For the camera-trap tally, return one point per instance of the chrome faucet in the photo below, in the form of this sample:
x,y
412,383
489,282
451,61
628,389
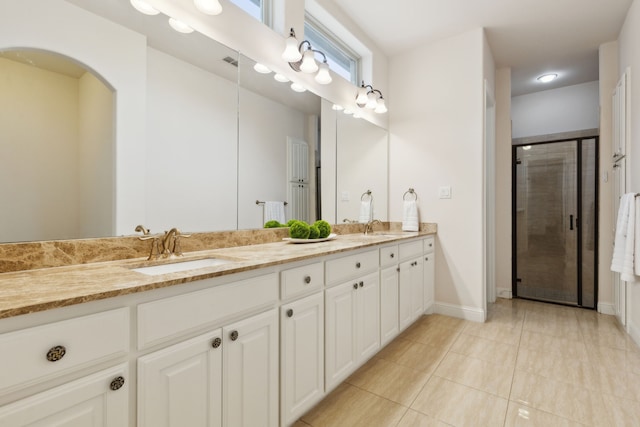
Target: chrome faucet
x,y
369,226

◆ ◆ ◆ ◆ ◆

Rescale the listing above: reproduce every line, requests included. Multiply each point coordinate in the answers by 0.55 and round to whole numbers, with halves rounded up. Leave the numbers in the requests and their format samples unchanged, and omit the pictures.

For the camera-trap tally, return one point per instance of the chrome faucet in the photo below, in the form of this sample:
x,y
412,383
489,282
451,61
628,389
Target: chrome faucet
x,y
203,124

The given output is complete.